[RAW DATA — start]

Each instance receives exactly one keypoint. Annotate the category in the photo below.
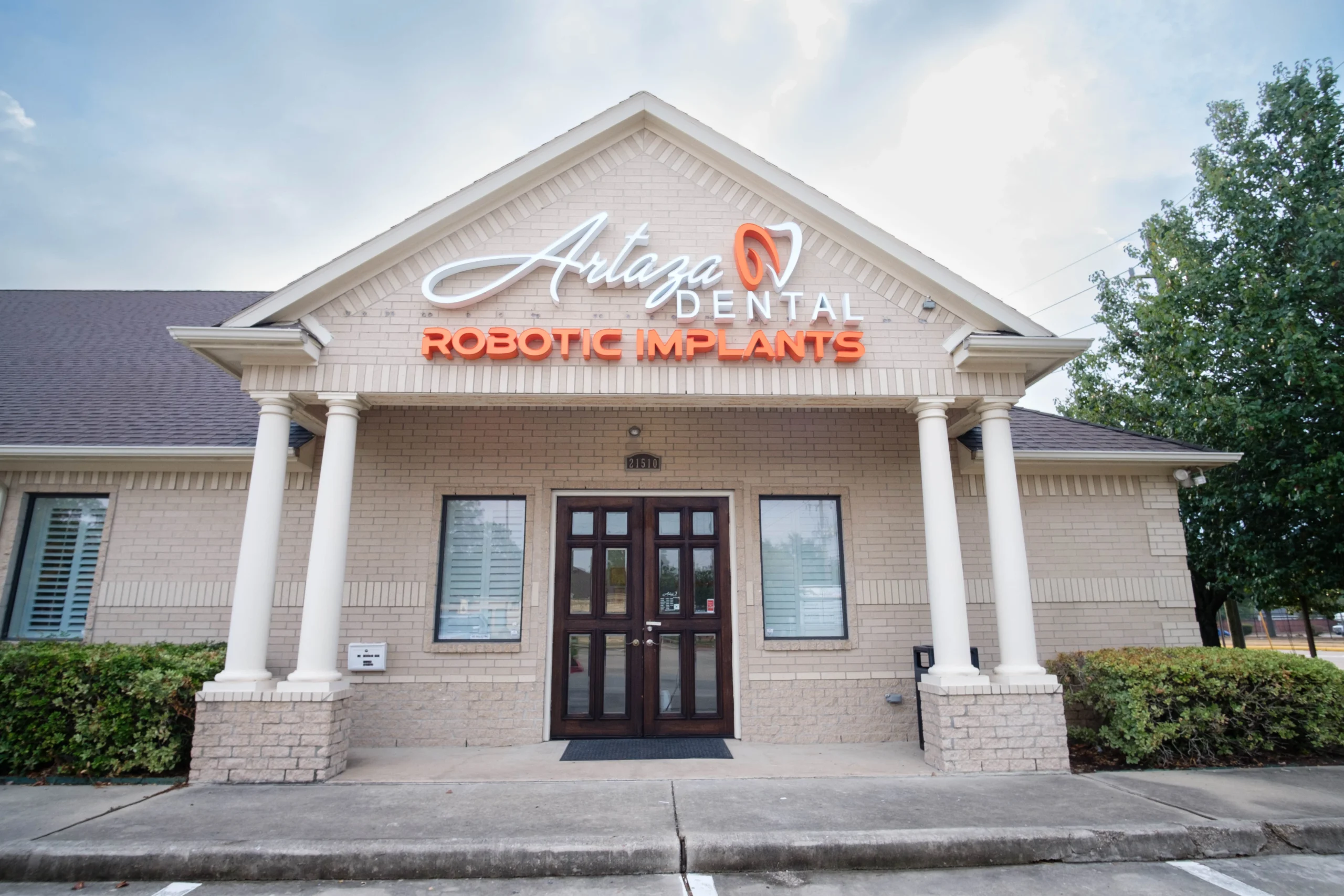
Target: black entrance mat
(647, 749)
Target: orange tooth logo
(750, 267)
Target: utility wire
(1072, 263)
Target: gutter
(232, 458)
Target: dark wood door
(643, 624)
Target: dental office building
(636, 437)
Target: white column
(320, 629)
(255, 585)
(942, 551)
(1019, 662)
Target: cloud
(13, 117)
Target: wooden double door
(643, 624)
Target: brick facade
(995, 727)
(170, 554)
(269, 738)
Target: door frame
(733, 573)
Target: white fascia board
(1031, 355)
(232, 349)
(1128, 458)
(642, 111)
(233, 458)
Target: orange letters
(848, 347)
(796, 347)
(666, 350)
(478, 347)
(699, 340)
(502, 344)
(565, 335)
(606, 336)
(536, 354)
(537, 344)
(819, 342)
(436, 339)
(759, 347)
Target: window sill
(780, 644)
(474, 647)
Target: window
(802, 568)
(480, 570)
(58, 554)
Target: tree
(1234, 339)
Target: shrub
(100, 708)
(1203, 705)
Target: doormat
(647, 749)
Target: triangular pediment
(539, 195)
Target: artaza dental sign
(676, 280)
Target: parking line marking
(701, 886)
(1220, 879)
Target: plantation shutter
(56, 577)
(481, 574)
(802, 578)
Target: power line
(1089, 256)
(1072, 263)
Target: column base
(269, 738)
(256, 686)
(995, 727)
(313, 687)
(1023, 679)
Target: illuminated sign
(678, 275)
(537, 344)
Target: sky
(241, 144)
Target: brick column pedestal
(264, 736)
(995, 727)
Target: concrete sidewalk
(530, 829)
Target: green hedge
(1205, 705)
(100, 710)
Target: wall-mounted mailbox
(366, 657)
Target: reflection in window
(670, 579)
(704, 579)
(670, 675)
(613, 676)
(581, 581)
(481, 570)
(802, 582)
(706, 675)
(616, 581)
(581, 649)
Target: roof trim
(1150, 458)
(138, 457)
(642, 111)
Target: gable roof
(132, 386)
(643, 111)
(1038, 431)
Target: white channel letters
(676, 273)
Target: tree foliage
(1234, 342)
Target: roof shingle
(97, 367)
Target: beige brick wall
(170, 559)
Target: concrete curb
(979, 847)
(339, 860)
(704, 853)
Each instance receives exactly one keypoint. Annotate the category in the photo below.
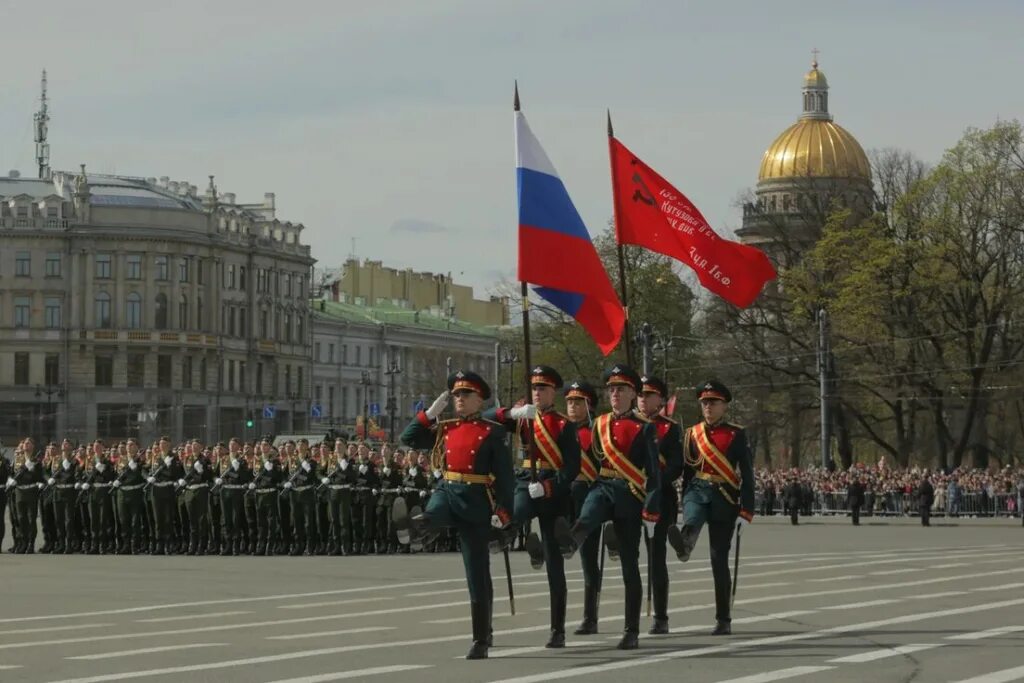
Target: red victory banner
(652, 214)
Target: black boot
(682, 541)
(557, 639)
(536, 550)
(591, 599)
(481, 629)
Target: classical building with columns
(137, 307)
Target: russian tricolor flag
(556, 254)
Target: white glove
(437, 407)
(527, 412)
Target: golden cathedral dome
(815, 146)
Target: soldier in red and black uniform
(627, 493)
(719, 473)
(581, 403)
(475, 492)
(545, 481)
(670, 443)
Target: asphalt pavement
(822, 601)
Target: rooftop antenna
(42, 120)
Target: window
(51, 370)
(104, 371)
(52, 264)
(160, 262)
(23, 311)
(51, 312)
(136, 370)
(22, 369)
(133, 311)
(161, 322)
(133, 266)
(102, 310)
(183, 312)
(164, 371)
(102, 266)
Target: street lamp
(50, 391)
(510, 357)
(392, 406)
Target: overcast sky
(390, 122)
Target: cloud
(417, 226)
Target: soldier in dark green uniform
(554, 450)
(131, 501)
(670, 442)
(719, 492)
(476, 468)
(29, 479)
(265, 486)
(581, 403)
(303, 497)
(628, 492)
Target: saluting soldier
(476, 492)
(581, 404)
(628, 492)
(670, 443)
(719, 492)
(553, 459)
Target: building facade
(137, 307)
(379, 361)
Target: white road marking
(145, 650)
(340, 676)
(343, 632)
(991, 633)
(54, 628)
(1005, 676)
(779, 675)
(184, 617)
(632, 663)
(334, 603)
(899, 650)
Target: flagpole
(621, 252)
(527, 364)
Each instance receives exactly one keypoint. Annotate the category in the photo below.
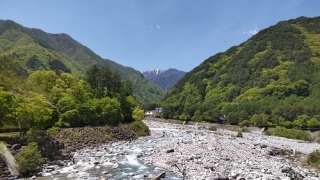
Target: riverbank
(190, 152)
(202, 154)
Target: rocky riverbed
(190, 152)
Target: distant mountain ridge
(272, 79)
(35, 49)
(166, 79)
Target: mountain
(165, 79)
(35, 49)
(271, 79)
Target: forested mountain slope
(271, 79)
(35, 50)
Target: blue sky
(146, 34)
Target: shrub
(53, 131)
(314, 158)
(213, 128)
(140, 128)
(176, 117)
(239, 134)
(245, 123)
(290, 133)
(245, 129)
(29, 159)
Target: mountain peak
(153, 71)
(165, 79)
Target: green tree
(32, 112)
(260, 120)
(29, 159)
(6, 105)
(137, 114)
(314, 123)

[RAW DATA — finish]

INSTRUCTIONS TO FOLLOW
Your answer should hold exactly the lines from the one containing "Target: blue sky" through the end of the entries above, and nothing else.

PROBLEM SOLUTION
Target: blue sky
(146, 34)
Target: shrub
(53, 131)
(314, 158)
(213, 128)
(140, 128)
(176, 117)
(239, 134)
(245, 123)
(290, 133)
(245, 129)
(29, 159)
Target: mountain peak
(153, 71)
(165, 79)
Target: green tree
(32, 112)
(260, 120)
(29, 159)
(6, 105)
(137, 114)
(314, 123)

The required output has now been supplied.